Reputation: 13
i was decoding the tokenized tokens from bert tokenizer and it was giving [UNK] for € symbol. but i tried by add ##€ token in vocab.txt file. but it was not reflected in prediction result was same as previous it was giving [UNK] again. please let me know to solve this problem did i need to fine tune the model for again to reflect the changes in prediction. till now i was avoiding fine tuning again because it takes more than 10 hours. Thanks in advance
Upvotes: 1
Views: 3264
Reputation: 19520
Use the add_tokens function of the tokenizer to avoid unknown tokens:
from transformers import BertTokenizer
t = BertTokenizer.from_pretrained('bert-base-uncased')
print(t.tokenize("This is an example with an emoji 🤗."))
t.add_tokens(['🤗'])
print(t.tokenize("This is an example with an emoji 🤗."))
Output:
['this', 'is', 'an', 'example', 'with', 'an', 'em', '##oj', '##i', '[UNK]', '.']
['this', 'is', 'an', 'example', 'with', 'an', 'em', '##oj', '##i', '🤗', '.']
Please keep in mind that you also need to resize your model to introduce this to the new token with resize_token_embeddings:
model.resize_token_embeddings(len(t))
Upvotes: 3

-.-.-

- [Problems to work on]
a - In the forum thread, which tokenizer function does the reply recommend to avoid unknown tokens?
b - Retype the part of the forum thread that begins at the words "Reputation: 13" and ends after the words "t.add_tokens(['🤗'])", without altering anything.
The data that follow come from a separate source, unrelated to the forum thread.

- [Items]

-.-.-

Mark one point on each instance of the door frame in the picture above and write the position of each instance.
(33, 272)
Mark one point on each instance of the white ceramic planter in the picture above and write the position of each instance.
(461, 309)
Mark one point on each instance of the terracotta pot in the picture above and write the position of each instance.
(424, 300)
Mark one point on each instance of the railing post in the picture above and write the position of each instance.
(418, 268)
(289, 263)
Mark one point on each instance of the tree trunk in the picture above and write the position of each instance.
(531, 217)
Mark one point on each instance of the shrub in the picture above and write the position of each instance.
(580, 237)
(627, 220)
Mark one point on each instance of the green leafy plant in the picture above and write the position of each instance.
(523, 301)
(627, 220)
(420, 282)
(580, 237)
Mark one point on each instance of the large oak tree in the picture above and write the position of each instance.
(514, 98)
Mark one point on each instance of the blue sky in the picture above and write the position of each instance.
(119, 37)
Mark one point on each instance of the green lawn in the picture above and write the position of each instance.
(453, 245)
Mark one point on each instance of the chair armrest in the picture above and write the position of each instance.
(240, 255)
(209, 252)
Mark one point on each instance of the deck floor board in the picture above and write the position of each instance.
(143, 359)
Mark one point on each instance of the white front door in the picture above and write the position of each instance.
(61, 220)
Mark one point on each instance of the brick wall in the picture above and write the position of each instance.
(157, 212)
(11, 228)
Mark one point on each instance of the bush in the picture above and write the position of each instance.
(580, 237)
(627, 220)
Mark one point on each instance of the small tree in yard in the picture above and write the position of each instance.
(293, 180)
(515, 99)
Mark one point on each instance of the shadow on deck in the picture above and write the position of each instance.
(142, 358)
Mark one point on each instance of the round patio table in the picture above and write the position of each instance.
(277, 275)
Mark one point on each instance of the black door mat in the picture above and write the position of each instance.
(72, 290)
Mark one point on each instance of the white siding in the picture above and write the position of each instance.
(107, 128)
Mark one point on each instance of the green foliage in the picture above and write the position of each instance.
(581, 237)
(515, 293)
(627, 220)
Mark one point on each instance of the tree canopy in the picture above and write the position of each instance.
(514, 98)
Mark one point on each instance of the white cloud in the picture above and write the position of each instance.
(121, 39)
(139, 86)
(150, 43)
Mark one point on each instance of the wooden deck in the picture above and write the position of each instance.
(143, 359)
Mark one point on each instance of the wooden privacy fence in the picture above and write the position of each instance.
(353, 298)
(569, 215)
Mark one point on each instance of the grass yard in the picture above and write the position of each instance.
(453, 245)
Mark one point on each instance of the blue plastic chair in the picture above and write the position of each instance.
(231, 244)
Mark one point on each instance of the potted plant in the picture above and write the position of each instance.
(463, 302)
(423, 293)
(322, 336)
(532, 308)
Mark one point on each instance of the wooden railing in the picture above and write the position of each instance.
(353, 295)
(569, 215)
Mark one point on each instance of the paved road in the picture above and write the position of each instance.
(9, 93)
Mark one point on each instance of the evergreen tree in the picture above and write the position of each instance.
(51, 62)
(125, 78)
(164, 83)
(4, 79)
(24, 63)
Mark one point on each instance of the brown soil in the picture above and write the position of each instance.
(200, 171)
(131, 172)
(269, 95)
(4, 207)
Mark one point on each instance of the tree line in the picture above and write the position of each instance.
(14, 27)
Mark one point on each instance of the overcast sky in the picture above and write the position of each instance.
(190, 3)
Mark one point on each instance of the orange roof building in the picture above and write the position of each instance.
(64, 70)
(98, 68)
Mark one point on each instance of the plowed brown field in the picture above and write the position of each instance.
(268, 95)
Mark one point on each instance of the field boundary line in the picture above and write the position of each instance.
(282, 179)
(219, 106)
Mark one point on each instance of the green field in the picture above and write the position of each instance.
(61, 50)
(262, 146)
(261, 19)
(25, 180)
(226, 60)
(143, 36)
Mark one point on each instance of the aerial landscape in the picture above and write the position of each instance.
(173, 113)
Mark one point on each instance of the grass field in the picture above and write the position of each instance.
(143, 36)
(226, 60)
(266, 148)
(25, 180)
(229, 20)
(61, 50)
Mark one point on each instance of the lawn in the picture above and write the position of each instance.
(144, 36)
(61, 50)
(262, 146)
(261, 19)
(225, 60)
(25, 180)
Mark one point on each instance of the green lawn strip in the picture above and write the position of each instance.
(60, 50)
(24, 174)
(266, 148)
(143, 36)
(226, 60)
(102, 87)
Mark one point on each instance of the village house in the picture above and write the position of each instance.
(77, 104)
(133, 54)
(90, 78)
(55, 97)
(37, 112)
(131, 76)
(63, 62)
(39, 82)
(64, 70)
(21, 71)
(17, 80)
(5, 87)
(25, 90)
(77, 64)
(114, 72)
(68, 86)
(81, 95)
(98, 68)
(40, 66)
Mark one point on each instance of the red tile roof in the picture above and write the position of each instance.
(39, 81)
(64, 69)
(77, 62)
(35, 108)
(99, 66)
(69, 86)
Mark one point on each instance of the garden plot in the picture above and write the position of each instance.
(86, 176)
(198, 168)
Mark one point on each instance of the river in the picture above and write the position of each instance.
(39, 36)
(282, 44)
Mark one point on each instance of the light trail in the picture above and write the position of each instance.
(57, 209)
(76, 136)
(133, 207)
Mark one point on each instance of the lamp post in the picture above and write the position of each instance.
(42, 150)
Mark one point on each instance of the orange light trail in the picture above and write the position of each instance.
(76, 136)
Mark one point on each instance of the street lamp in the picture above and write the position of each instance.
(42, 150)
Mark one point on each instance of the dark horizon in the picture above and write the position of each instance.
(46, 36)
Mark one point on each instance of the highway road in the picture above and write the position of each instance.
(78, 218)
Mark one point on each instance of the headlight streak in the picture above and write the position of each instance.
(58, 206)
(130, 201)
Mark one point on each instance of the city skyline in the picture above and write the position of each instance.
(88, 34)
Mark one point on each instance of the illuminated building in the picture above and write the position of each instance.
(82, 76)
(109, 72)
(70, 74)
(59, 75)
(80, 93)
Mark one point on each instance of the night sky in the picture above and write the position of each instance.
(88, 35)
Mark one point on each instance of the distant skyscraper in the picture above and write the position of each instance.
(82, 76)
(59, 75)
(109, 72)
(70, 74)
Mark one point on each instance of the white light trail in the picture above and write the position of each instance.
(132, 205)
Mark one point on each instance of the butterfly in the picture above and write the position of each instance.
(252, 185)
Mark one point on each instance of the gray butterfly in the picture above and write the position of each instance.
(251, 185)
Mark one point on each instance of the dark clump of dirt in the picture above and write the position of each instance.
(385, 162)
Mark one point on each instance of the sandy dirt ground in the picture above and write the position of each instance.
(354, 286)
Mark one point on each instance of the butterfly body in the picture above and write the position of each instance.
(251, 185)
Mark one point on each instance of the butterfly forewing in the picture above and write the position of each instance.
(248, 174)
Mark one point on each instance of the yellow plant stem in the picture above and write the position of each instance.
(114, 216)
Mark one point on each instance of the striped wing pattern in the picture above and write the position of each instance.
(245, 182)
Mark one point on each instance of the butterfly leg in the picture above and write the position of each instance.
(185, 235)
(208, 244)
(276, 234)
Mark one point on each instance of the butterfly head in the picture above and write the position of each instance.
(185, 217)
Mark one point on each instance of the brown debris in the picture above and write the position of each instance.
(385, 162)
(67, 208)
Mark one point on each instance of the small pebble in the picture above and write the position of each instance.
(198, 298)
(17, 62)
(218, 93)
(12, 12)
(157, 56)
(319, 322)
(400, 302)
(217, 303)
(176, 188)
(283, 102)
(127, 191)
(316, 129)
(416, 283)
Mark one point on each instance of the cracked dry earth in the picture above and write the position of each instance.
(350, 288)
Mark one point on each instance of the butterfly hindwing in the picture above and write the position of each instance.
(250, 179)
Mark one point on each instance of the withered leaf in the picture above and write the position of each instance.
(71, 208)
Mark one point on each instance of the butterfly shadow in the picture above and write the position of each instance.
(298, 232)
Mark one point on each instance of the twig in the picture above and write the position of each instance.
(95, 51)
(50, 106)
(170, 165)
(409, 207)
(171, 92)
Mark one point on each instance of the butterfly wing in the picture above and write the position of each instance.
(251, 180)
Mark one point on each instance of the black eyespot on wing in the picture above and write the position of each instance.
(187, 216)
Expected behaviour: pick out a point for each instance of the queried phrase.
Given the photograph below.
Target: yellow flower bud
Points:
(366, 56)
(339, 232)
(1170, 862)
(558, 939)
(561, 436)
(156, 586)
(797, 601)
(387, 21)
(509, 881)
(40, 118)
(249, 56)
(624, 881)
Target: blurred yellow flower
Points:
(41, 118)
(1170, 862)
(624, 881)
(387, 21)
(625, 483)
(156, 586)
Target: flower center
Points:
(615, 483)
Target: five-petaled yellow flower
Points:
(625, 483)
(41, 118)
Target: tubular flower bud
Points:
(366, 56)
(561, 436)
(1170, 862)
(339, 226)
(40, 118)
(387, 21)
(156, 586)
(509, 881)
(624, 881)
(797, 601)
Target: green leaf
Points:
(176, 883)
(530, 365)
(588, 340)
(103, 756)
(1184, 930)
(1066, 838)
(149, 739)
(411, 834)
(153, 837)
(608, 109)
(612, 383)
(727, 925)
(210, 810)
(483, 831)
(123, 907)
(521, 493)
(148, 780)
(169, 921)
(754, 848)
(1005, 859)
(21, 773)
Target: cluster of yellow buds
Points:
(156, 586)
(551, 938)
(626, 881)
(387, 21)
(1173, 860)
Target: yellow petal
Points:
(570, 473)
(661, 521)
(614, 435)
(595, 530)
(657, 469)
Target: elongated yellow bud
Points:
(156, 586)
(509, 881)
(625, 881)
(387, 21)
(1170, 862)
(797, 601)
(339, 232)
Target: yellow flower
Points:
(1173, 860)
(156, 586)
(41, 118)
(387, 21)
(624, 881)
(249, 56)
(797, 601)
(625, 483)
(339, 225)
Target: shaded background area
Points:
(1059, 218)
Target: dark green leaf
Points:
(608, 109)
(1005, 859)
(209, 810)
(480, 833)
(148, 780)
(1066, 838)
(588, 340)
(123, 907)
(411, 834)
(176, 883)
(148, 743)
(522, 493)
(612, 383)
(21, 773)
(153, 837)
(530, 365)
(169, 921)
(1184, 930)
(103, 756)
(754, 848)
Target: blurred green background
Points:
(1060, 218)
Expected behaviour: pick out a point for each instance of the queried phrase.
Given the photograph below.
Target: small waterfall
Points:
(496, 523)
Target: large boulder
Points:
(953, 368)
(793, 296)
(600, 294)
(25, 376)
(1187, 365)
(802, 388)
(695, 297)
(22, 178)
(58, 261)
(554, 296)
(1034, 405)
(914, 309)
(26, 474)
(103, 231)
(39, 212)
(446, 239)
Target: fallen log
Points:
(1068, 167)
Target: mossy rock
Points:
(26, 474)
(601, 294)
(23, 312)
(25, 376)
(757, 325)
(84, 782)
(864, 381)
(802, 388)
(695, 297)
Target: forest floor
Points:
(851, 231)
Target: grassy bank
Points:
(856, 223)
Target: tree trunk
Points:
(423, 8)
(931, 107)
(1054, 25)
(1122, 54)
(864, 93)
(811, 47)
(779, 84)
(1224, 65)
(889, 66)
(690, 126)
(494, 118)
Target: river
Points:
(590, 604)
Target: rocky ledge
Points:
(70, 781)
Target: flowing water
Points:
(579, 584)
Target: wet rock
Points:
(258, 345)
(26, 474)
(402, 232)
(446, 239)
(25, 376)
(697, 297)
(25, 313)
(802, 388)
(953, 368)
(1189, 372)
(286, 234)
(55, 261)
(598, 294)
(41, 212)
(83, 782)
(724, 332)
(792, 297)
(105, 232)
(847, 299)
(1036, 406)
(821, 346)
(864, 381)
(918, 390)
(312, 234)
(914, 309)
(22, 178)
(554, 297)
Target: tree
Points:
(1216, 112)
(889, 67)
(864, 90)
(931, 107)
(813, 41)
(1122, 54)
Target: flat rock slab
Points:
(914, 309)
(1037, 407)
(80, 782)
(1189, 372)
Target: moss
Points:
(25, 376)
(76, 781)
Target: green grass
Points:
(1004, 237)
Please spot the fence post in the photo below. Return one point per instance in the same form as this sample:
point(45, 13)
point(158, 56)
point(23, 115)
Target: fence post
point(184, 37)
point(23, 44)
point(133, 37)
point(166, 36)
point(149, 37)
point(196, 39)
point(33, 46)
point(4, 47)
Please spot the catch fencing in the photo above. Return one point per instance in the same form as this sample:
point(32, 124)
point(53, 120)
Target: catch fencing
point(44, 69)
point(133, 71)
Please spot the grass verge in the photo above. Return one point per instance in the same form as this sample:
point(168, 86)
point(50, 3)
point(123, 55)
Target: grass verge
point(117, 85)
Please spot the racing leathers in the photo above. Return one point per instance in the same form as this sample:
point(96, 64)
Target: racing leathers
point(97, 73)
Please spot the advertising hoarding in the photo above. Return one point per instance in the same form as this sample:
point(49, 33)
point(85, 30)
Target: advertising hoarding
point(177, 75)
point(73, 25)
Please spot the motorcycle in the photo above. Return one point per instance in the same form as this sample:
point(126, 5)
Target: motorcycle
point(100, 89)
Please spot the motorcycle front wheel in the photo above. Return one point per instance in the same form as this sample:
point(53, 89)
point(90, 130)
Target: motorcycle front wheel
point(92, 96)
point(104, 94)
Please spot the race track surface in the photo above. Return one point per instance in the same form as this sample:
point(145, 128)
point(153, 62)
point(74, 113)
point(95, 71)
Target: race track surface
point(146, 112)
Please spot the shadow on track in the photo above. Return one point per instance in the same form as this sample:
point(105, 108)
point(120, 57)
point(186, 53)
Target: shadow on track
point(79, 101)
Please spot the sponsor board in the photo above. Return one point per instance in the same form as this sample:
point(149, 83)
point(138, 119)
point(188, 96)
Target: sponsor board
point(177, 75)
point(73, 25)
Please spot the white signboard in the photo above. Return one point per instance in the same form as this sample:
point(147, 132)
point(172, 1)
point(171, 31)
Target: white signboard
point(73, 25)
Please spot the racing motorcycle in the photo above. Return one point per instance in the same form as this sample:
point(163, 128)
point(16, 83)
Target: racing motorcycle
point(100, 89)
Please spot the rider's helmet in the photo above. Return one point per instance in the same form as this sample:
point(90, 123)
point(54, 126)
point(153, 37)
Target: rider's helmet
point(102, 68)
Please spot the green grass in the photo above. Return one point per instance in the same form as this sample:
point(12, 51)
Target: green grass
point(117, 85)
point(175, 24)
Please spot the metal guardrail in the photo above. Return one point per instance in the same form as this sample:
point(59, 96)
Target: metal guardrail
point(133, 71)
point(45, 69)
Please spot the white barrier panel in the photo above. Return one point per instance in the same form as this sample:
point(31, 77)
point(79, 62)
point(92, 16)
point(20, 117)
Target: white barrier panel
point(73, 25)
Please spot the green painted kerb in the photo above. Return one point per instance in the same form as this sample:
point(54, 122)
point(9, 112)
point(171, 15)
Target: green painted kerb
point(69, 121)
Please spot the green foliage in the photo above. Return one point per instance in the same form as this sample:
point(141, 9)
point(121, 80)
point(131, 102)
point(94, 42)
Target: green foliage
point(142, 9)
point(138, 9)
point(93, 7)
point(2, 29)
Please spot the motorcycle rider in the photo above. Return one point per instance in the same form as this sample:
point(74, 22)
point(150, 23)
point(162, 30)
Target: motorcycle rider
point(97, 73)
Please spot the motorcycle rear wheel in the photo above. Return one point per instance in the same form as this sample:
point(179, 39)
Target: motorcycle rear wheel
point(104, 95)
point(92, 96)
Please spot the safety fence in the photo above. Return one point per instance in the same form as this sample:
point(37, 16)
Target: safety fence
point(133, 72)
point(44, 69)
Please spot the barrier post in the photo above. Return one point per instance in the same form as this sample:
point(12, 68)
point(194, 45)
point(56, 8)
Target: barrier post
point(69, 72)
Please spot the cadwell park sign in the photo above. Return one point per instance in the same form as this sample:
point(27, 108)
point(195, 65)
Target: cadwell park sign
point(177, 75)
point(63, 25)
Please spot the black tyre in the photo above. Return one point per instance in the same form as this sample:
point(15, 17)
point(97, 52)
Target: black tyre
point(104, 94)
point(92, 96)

-.-.-

- [Answers to the tasks]
a - The add_tokens function.

b -
Reputation: 13
i was decoding the tokenized tokens from bert tokenizer and it was giving [UNK] for € symbol. but i tried by add ##€ token in vocab.txt file. but it was not reflected in prediction result was same as previous it was giving [UNK] again. please let me know to solve this problem did i need to fine tune the model for again to reflect the changes in prediction. till now i was avoiding fine tuning again because it takes more than 10 hours. Thanks in advance
Upvotes: 1
Views: 3264
Reputation: 19520
Use the add_tokens function of the tokenizer to avoid unknown tokens:
from transformers import BertTokenizer
t = BertTokenizer.from_pretrained('bert-base-uncased')
print(t.tokenize("This is an example with an emoji 🤗."))
t.add_tokens(['🤗'])